GIVEN EXERCISE
Copy out all of the data below, line for line, without changing a single character.

═══ MATERIAL TO PROCESS

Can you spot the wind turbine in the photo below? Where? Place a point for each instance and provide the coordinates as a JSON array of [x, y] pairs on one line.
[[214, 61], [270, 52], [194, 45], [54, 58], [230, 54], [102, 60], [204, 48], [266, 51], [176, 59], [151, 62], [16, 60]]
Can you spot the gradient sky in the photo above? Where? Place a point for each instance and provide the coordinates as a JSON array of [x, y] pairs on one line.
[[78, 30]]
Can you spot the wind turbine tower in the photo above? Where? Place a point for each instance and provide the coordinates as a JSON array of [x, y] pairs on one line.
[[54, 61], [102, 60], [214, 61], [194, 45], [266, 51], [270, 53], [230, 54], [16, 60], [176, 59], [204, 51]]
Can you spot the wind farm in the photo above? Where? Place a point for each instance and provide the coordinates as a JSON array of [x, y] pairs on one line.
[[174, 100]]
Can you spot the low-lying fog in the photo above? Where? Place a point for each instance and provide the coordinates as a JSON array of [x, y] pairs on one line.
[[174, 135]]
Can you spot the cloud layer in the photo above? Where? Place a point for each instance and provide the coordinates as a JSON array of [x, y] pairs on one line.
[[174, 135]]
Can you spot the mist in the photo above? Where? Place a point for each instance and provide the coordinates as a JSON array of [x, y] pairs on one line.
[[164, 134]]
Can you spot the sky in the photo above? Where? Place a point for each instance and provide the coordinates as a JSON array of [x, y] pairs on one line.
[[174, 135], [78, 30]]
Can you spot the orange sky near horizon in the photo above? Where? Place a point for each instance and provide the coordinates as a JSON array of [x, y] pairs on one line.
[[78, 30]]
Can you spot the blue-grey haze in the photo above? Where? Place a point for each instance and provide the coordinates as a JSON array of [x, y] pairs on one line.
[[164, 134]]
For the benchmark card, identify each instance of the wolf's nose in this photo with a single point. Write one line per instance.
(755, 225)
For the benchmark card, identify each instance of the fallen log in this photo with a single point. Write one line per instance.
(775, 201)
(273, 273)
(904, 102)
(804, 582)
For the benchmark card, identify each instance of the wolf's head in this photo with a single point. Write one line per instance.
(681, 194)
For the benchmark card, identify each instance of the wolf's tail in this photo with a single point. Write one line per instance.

══════

THE RESPONSE
Can you spot the wind turbine in the photo below? Where? Place a point for each instance and provide the coordinates as a JSON array of [x, y] pairs on one line.
[[214, 61], [270, 52], [194, 45], [54, 58], [230, 54], [102, 60], [204, 48], [266, 51], [176, 59], [151, 62], [16, 60]]
Can you spot the gradient sky in the photo above? Where? Place a point for each instance and provide the coordinates as a JSON array of [x, y] pairs on one line.
[[78, 30]]
Can you spot the wind turbine tower in the photo above? Where? Place a point for each instance and provide the coordinates as a JSON array of [x, y] pairs on one line.
[[54, 61], [102, 60], [214, 61], [194, 45], [266, 51], [270, 53], [230, 54], [16, 60], [176, 59], [204, 51]]
Can you spot the wind farm in the photo above? Where? Place a point for each instance and provide the coordinates as a JSON array of [x, y] pairs on one line.
[[174, 100]]
Can you spot the low-lying fog in the photo above? Where? Place a point for each instance and provide the coordinates as a JSON array of [x, y] pairs on one line.
[[174, 135]]
Can you spot the cloud layer in the photo above? Where? Place a point for each instance and provide the coordinates as a JSON array of [x, y] pairs on one line.
[[174, 135]]
Can you spot the mist in the photo above? Where? Place a point for each instance and provide the coordinates as a JSON array of [x, y] pairs on one line.
[[164, 134]]
Can you spot the sky in the photo above? Where? Place a point for each instance and provide the coordinates as a JSON array of [x, y] pairs on one line.
[[174, 135], [78, 30]]
Can you spot the orange sky near horizon in the photo above? Where? Place a point for each instance and provide the coordinates as a JSON array of [x, y] pairs on one line.
[[78, 30]]
Can you spot the blue-grey haze in the photo above? Where? Place a point for each instance and provide the coordinates as a JSON array of [x, y] pairs on one line.
[[164, 134]]
For the benchmark card, identify each instance of the wolf's nose in this photo with a single point. Write one line per instance.
(755, 225)
For the benchmark card, identify each instance of the fallen log in this photo with a single point. Write one line per instance.
(775, 201)
(273, 273)
(904, 102)
(804, 582)
For the benchmark card, identify each instance of the wolf's head in this photo with a single point. Write one line per instance.
(681, 194)
For the benchmark card, identify each instance of the wolf's tail in this photo with a single point. Write one line per instance.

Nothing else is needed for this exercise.